## READING PASSAGE
Current Medicare law has allowed doctors not enrolled in the program to frivolously prescribe medicine to patients enrolled in the program and has provided a breeding ground for fraudulent and harmful prescribing. The U.S. Centers for Medicare and Medicaid Services (CMS) has proposed to tighten regulations on Medicare doctors.

ProPublica reported on Medicare’s “lax oversight” which was supposed to ease the prescribing of medications to the elderly and disabled. If enacted, the proposed rule would allow the CMS to bar doctors who engage in reckless and abusive prescribing from accepting Medicare payments. The CMS would also have the power to act if a provider’s license has been suspended or revoked or if barred from prescribing narcotic-based medications.  

Outside of extended power to regulate abusive doctors, the provision in Medicare Part D that allowed them to get away with abusive prescribing practices will be tightened. There are 36 million people under Medicare Part D, and the new provisions would require doctors to formally enroll should they wish to continue prescribing medicine to these specific patients. Upon deeper investigation, some of the doctors were found to have had criminal backgrounds, lost medical licenses, or termination from some Medicare programs.

Part D’s annual costs to taxpayers are about $60 billion with much of it wasted on expensive and inappropriate medications, and fraud. Poor management and regulatory complications make it easy for people to defraud Medicare. Provider’s information can be stolen and used by a criminal party to acquire prescription drugs. All that’s needed is a forged signature.

Ernest Bagner was a psychiatrist in Hollywood, CA whose identity had been stolen. Many of the forgeries were under the name’s of patients that Bagner had never seen. He suspects that the crimes were part of a criminal drug network. “These people make more money off my name than I do,” he said.

[Collection entries]

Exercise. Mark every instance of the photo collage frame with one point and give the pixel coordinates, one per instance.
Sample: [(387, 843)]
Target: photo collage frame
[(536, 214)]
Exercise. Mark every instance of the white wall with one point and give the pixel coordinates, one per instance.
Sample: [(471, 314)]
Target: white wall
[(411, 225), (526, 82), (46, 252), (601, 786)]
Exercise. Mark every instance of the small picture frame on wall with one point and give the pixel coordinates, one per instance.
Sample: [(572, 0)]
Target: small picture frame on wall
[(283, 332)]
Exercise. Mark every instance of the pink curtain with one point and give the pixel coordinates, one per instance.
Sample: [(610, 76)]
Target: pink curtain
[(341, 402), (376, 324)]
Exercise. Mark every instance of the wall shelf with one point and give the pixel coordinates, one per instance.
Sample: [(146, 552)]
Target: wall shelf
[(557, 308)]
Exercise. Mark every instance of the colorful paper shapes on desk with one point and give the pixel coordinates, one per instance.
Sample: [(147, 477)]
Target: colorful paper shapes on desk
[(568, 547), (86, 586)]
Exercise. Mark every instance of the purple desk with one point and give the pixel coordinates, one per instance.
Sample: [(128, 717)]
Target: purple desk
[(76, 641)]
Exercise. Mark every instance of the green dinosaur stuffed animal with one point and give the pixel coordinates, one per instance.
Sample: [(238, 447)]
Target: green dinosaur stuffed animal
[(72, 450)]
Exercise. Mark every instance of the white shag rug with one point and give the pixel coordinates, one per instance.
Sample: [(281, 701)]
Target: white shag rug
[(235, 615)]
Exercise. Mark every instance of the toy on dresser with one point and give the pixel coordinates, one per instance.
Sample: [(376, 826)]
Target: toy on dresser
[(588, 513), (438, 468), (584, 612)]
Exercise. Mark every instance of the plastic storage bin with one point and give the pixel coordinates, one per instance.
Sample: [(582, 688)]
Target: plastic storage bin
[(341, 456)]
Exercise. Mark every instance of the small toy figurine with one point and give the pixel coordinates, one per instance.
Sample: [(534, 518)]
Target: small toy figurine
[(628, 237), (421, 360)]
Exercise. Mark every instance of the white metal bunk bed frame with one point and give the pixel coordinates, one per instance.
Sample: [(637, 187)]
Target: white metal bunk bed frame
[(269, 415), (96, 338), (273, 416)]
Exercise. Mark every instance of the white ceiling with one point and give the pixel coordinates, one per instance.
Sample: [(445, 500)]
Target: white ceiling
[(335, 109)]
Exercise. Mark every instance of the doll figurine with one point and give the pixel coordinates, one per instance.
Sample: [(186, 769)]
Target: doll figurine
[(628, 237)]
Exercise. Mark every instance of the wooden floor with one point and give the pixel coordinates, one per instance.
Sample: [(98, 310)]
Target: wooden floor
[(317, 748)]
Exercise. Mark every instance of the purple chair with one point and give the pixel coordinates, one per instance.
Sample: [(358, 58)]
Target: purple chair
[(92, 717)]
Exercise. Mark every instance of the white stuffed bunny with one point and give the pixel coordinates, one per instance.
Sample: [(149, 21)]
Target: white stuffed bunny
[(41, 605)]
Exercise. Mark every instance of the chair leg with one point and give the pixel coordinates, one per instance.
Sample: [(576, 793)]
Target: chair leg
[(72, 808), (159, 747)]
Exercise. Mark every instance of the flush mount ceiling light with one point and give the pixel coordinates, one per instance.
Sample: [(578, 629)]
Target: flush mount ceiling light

## EXERCISE INSTRUCTIONS
a – Summarize the article on Medicare prescribing oversight in two sentences.
b – Copy the stretch of the article on Medicare prescribing oversight from "Outside of extended" through "a forged signature.".
Rely only on the text to complete these tasks.

## RESULTS BY TASK
a – The U.S. Centers for Medicare and Medicaid Services has proposed rules that would let it bar doctors who prescribe recklessly or abusively from accepting Medicare payments. Doctors would also have to formally enroll to keep prescribing to the 36 million people under Medicare Part D, a program that costs taxpayers about $60 billion a year, much of it wasted on inappropriate medications and lost to fraud.

b –
Outside of extended power to regulate abusive doctors, the provision in Medicare Part D that allowed them to get away with abusive prescribing practices will be tightened. There are 36 million people under Medicare Part D, and the new provisions would require doctors to formally enroll should they wish to continue prescribing medicine to these specific patients. Upon deeper investigation, some of the doctors were found to have had criminal backgrounds, lost medical licenses, or termination from some Medicare programs.

Part D’s annual costs to taxpayers are about $60 billion with much of it wasted on expensive and inappropriate medications, and fraud. Poor management and regulatory complications make it easy for people to defraud Medicare. Provider’s information can be stolen and used by a criminal party to acquire prescription drugs. All that’s needed is a forged signature.